Lines before the one containing "A point belongs on each instance of the smoke plume." are excluded; reproduce that line and all lines after it in the entries below, exactly.

-- Start of MATERIAL SUPPLIED --

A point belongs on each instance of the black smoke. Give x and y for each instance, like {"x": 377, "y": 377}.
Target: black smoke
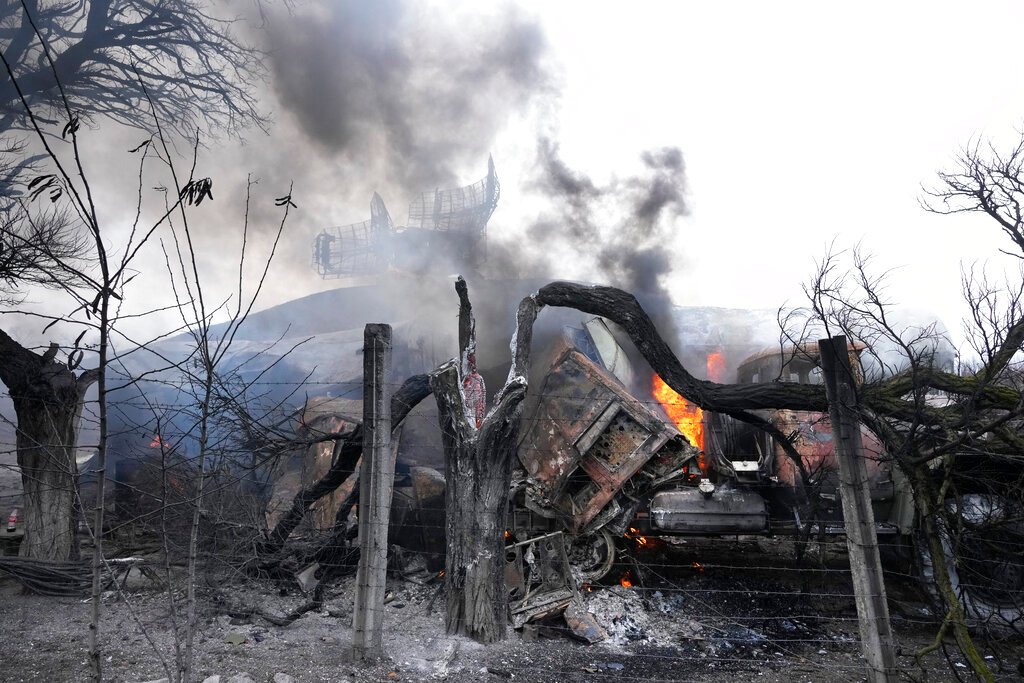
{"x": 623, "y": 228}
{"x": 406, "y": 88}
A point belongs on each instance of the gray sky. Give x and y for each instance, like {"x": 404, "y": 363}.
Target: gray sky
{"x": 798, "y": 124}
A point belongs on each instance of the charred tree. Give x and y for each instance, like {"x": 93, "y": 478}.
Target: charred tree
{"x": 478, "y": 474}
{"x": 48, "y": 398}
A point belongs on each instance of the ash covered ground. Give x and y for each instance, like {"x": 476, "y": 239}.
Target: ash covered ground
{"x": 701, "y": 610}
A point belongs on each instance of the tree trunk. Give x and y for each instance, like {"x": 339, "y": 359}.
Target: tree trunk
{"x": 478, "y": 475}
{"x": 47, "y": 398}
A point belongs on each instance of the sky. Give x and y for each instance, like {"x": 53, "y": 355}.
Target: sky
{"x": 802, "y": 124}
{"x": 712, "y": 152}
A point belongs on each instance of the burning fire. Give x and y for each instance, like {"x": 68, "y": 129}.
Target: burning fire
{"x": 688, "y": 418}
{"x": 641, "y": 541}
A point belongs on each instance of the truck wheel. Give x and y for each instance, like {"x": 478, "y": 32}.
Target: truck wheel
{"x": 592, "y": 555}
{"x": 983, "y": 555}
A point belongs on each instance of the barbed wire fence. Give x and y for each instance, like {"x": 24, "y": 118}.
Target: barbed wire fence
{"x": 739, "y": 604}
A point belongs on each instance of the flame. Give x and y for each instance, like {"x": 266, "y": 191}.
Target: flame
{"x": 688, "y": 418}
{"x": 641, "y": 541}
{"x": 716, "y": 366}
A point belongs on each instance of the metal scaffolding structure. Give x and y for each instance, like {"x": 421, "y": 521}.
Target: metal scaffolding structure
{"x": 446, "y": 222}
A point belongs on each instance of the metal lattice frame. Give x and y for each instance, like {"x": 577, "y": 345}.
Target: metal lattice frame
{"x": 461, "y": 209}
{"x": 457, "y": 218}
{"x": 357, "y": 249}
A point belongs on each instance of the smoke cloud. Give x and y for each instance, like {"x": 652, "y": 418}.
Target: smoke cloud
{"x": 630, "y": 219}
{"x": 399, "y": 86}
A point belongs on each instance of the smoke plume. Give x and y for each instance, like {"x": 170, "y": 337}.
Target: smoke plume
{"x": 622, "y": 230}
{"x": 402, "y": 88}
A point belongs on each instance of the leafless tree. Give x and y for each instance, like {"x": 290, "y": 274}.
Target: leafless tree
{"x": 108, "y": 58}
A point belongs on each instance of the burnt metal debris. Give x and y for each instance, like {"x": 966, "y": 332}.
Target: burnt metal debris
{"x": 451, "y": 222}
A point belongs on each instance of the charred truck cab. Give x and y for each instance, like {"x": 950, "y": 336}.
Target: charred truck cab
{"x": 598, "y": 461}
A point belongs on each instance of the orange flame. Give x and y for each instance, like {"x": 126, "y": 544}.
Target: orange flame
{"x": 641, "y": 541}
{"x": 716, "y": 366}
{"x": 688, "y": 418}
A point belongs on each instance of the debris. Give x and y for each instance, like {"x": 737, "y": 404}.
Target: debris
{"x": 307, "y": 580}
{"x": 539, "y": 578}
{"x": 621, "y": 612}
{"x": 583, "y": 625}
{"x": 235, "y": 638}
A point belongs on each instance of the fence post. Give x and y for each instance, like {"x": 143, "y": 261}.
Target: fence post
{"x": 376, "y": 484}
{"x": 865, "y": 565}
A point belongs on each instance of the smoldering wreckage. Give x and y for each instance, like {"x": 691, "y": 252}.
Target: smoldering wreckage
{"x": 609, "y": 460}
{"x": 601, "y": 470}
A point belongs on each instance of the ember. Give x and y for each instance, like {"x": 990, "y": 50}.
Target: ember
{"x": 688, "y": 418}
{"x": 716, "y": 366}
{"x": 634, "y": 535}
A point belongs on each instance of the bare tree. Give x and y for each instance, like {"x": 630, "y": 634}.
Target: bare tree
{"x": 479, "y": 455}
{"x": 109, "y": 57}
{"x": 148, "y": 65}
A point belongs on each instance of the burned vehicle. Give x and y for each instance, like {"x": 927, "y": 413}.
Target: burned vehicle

-- End of MATERIAL SUPPLIED --

- **REPLY TO THE TASK**
A point belongs on each instance of the smoke plume. Give x and y for each instance, like {"x": 170, "y": 337}.
Target: smoke plume
{"x": 622, "y": 230}
{"x": 402, "y": 88}
A point belongs on each instance of the leafless tree. Give x and y for each instance, like {"x": 290, "y": 274}.
Target: leafless tree
{"x": 108, "y": 58}
A point belongs on each instance of the burnt metal debris. Give x and y for each instance, like {"x": 966, "y": 332}.
Target: burnt metal debris
{"x": 451, "y": 222}
A point belongs on each instance of the charred truck cab. Give x and y for each instance, like {"x": 950, "y": 336}.
Target: charred truck cab
{"x": 598, "y": 461}
A point belongs on each instance of the orange flame. Give x and y for each instance, like {"x": 126, "y": 544}.
Target: orange flame
{"x": 641, "y": 541}
{"x": 716, "y": 366}
{"x": 688, "y": 418}
A point belongs on each instance of the debris. Give x and y for each instance, like {"x": 737, "y": 404}.
Target: debris
{"x": 307, "y": 580}
{"x": 539, "y": 578}
{"x": 621, "y": 612}
{"x": 583, "y": 625}
{"x": 235, "y": 638}
A point belongs on each instance of the fence post. Give x and y for each instance, like {"x": 143, "y": 261}.
Target: fence post
{"x": 376, "y": 484}
{"x": 865, "y": 565}
A point belongs on each instance of the smoldering wreckage. Give x and y for each instance, like {"x": 691, "y": 252}.
Target: smoldering wreckage
{"x": 609, "y": 460}
{"x": 601, "y": 470}
A point belongs on each instance of the ember. Give x and y for each instance, like {"x": 990, "y": 50}.
Target: ember
{"x": 688, "y": 418}
{"x": 716, "y": 366}
{"x": 634, "y": 535}
A point belongs on each instance of the bare tree. Give x and y for each instance, like {"x": 630, "y": 634}.
Target: bare tree
{"x": 479, "y": 455}
{"x": 109, "y": 57}
{"x": 148, "y": 65}
A point belongs on each instance of the burned vehicle. Give x and y for each instance, like {"x": 927, "y": 413}.
Target: burned vehicle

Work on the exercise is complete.